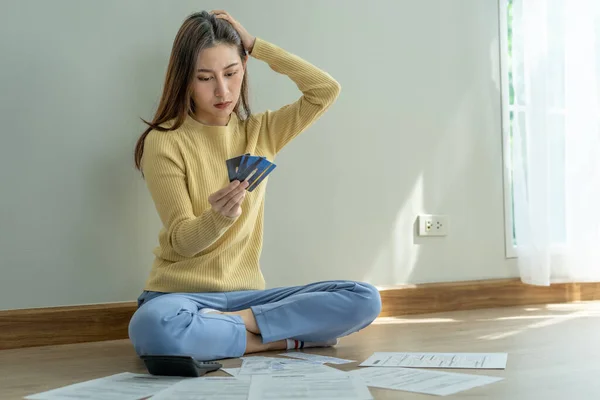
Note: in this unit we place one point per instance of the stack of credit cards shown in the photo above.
(253, 168)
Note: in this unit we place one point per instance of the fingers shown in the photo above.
(234, 203)
(228, 203)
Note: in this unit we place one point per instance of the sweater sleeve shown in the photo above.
(319, 91)
(164, 172)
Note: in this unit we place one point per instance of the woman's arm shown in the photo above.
(163, 170)
(319, 91)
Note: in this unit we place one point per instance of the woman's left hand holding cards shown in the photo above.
(254, 169)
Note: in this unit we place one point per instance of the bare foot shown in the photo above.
(249, 320)
(254, 344)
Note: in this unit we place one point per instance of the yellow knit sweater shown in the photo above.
(200, 250)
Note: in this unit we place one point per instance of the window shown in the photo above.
(518, 82)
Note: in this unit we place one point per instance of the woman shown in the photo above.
(205, 295)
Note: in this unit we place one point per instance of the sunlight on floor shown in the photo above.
(397, 320)
(549, 320)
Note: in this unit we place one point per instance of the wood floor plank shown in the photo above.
(552, 353)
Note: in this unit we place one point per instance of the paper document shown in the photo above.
(236, 373)
(316, 358)
(269, 366)
(123, 386)
(420, 381)
(313, 387)
(206, 388)
(437, 360)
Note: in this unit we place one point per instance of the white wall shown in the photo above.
(416, 129)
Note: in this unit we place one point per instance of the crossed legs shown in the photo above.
(251, 321)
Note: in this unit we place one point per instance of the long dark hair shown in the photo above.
(199, 31)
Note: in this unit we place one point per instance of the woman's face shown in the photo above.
(217, 83)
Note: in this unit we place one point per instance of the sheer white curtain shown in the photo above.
(556, 139)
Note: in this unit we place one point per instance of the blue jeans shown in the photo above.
(170, 323)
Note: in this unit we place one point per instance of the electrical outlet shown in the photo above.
(433, 225)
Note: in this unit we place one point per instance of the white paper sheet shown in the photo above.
(313, 387)
(124, 386)
(316, 358)
(420, 381)
(269, 366)
(207, 388)
(235, 372)
(437, 360)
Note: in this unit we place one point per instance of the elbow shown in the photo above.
(182, 251)
(176, 238)
(334, 91)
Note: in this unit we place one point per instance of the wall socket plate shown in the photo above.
(433, 225)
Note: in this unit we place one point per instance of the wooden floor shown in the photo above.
(553, 353)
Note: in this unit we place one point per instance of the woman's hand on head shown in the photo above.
(247, 39)
(228, 201)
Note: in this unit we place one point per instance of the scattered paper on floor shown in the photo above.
(124, 386)
(206, 388)
(316, 358)
(437, 360)
(421, 381)
(313, 387)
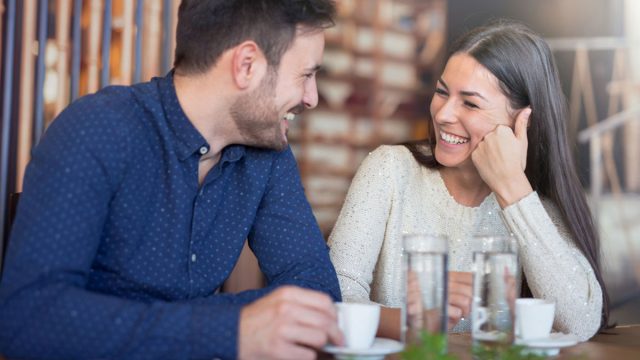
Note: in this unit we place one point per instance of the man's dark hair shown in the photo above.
(207, 28)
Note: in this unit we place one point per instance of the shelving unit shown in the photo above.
(380, 61)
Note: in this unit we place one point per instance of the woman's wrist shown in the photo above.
(513, 190)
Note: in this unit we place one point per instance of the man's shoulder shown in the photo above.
(113, 107)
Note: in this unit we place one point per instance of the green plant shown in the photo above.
(513, 352)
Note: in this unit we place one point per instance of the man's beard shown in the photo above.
(257, 117)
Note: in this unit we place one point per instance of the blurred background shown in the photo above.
(380, 63)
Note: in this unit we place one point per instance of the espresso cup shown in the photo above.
(534, 318)
(358, 323)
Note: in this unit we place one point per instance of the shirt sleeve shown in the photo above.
(359, 232)
(555, 267)
(285, 236)
(46, 310)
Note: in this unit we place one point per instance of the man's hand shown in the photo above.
(289, 323)
(460, 296)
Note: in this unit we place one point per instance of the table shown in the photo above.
(621, 342)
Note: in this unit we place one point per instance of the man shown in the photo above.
(138, 200)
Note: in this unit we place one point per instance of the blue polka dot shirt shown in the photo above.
(117, 252)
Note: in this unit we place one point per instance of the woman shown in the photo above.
(496, 161)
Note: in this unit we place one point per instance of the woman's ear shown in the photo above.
(248, 64)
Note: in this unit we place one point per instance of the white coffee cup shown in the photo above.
(359, 323)
(534, 318)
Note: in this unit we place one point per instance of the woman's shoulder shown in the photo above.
(398, 155)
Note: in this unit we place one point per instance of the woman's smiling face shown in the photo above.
(467, 105)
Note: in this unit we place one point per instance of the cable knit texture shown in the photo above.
(392, 195)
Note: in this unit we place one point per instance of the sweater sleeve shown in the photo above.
(359, 232)
(555, 268)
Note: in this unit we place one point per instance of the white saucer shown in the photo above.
(378, 350)
(549, 346)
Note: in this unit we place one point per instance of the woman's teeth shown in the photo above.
(452, 139)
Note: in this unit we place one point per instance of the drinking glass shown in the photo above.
(495, 288)
(425, 288)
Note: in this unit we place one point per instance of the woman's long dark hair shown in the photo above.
(522, 62)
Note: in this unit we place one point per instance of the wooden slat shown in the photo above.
(77, 49)
(126, 61)
(137, 70)
(95, 29)
(63, 24)
(152, 38)
(1, 17)
(27, 76)
(105, 78)
(7, 84)
(38, 116)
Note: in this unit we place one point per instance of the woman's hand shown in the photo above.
(460, 296)
(501, 158)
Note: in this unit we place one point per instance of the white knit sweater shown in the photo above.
(392, 195)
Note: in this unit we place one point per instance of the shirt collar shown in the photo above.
(190, 140)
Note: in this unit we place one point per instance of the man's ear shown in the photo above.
(248, 64)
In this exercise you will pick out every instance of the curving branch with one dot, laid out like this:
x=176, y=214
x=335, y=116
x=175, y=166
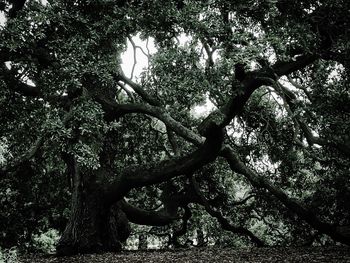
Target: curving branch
x=154, y=173
x=225, y=224
x=258, y=181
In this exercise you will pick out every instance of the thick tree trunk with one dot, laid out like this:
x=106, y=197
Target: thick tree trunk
x=93, y=226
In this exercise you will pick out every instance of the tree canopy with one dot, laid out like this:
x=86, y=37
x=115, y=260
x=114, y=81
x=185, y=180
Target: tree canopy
x=88, y=149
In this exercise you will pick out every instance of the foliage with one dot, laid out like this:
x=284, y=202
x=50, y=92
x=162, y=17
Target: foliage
x=82, y=142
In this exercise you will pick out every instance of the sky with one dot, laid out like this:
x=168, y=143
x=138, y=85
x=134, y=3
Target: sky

──────

Instructions for the task: Your task is to reproduce all of the material exactly. The pictures stay out.

Written solution:
Note: in this unit we place one point per instance of the stack of credit cards shown in the photo above.
(253, 168)
Note: in this unit we place one point per instance of the fingers shown in the photo above.
(234, 203)
(228, 203)
Note: in this unit we place one point per instance of the sweater sleeve shown in the photo above.
(319, 91)
(164, 172)
Note: in this unit we place one point per instance of the woman's arm shown in the photo above.
(163, 170)
(319, 91)
Note: in this unit we place one point per instance of the woman's left hand holding cards shown in the photo above.
(254, 169)
Note: in this unit we place one point per instance of the bare foot shown in the photo above.
(249, 320)
(254, 344)
Note: in this unit we place one point per instance of the yellow knit sweater shown in the photo above.
(200, 250)
Note: in this unit we place one point per instance of the window shown in the photo above.
(518, 82)
Note: in this unit we place one point per instance of the woman shown in the photo above.
(205, 295)
Note: in this unit we place one point per instance of the sunlight on floor shown in the photo above.
(397, 320)
(549, 320)
Note: in this unit we place one point per instance of the wood floor plank shown in the photo above.
(552, 353)
Note: in this unit we place one point per instance of the paper document shown in the photo above.
(236, 373)
(316, 358)
(269, 366)
(123, 386)
(420, 381)
(313, 387)
(206, 388)
(437, 360)
Note: in this unit we place one point per instance of the white wall shown in the photo above.
(416, 129)
Note: in this unit we place one point per instance of the crossed legs shown in the photo above.
(251, 321)
Note: in this unit we place one point per instance of the long dark hair shown in the photo above.
(199, 31)
Note: in this unit we place one point per instance of the woman's face shown in the photo above.
(217, 83)
Note: in this unit we place one point per instance of the sheer white curtain shown in the photo above.
(556, 139)
Note: in this unit we place one point per instance of the blue jeans shown in the photo above.
(170, 323)
Note: in this unit we place one point per instance of the electrical outlet shown in the photo above.
(433, 225)
Note: in this unit we place one point per instance of the white paper sheet shown in the photo above.
(313, 387)
(124, 386)
(316, 358)
(420, 381)
(269, 366)
(207, 388)
(235, 372)
(437, 360)
Note: in this unit we place one point per instance of the elbow shown in the photo above.
(182, 251)
(176, 238)
(334, 91)
Note: in this unit we place one point per instance of the wall socket plate shown in the photo above.
(433, 225)
Note: in this unit we place one point per instance of the wooden floor shown in the photo above.
(553, 353)
Note: in this unit we place one point per instance of the woman's hand on head shown in the photo above.
(247, 39)
(228, 201)
Note: in this unit we place one point per instance of the scattered paper on floor shown in the photo above.
(124, 386)
(206, 388)
(316, 358)
(437, 360)
(421, 381)
(313, 387)
Note: in this unit we place one point per instance of the man's dark hair shown in the photo above.
(207, 28)
Note: in this unit we place one point per instance of the shelving unit shown in the photo above.
(380, 61)
Note: in this unit we place one point per instance of the woman's wrist shown in the photo above.
(513, 190)
Note: in this unit we place one point per instance of the man's shoulder shown in the photo above.
(113, 107)
Note: in this unit we place one point per instance of the green plant shown in the photo above.
(513, 352)
Note: in this unit we place one point per instance of the man's beard shown in the photo above.
(257, 117)
Note: in this unit we place one point per instance of the blurred background shown in the photo above.
(380, 63)
Note: in this unit we place one point per instance of the espresso cup shown in the photo above.
(534, 318)
(358, 323)
Note: in this unit we place one point per instance of the shirt sleeve shown in the photo above.
(359, 232)
(555, 267)
(285, 236)
(46, 310)
Note: in this unit we place one point per instance of the man's hand shown in the photo above.
(289, 323)
(460, 296)
Note: in this unit we place one point per instance of the table shown in the photo above.
(621, 342)
Note: in this unit we place one point per instance of the man shown in the photo above.
(138, 200)
Note: in this unit we place one point per instance of the blue polka dot shirt shown in the photo above.
(117, 252)
Note: in this unit we place one point per instance of the woman shown in the photo above.
(496, 161)
Note: in this unit we place one point per instance of the woman's ear shown in the photo above.
(248, 64)
Note: in this unit we place one point per instance of the white coffee cup shown in the photo above.
(359, 323)
(534, 318)
Note: in this unit we place one point per instance of the woman's shoulder shown in the photo above.
(398, 155)
Note: in this unit we place one point per instance of the woman's smiling face shown in the photo above.
(467, 105)
Note: in this unit we place one point per instance of the cable knit texture shown in the photo above.
(392, 195)
Note: in this unit we place one point per instance of the sweater sleeve shown in the photo above.
(359, 232)
(555, 268)
Note: in this unit we place one point per instance of the white saucer shown in the photo above.
(378, 350)
(549, 346)
Note: in this unit we place one point per instance of the woman's teeth shown in the photo above.
(452, 139)
Note: in this unit we place one point per instance of the drinking glass shown in the photo above.
(495, 288)
(425, 288)
Note: in this unit we place one point per instance of the woman's long dark hair shown in the photo above.
(522, 62)
Note: in this unit we place one point per instance of the wooden slat shown in the photo above.
(77, 49)
(126, 61)
(137, 70)
(95, 29)
(63, 24)
(152, 38)
(1, 17)
(27, 76)
(105, 78)
(7, 84)
(38, 116)
Note: in this unit we place one point per instance of the woman's hand shown in the photo above.
(460, 296)
(501, 158)
Note: in this unit we place one point per instance of the white knit sweater shown in the photo above.
(392, 195)
Note: in this unit we place one point per instance of the shirt collar shown in the photo above.
(190, 140)
Note: in this unit we place one point per instance of the man's ear shown in the photo above.
(248, 64)
In this exercise you will pick out every instance of the curving branch with one dot, laid out like this:
x=176, y=214
x=335, y=116
x=175, y=166
Target: curving branch
x=154, y=173
x=225, y=224
x=258, y=181
In this exercise you will pick out every instance of the thick tree trunk with one dot, laid out like this:
x=106, y=197
Target: thick tree trunk
x=93, y=226
In this exercise you will pick out every instance of the tree canopy with one dot, laid out like this:
x=86, y=37
x=115, y=260
x=114, y=81
x=185, y=180
Target: tree canopy
x=88, y=149
In this exercise you will pick out every instance of the foliage with one dot, laid out like this:
x=284, y=202
x=50, y=92
x=162, y=17
Target: foliage
x=82, y=142
In this exercise you will pick out every instance of the sky with one dot, laid out like this:
x=168, y=143
x=138, y=85
x=134, y=3
Target: sky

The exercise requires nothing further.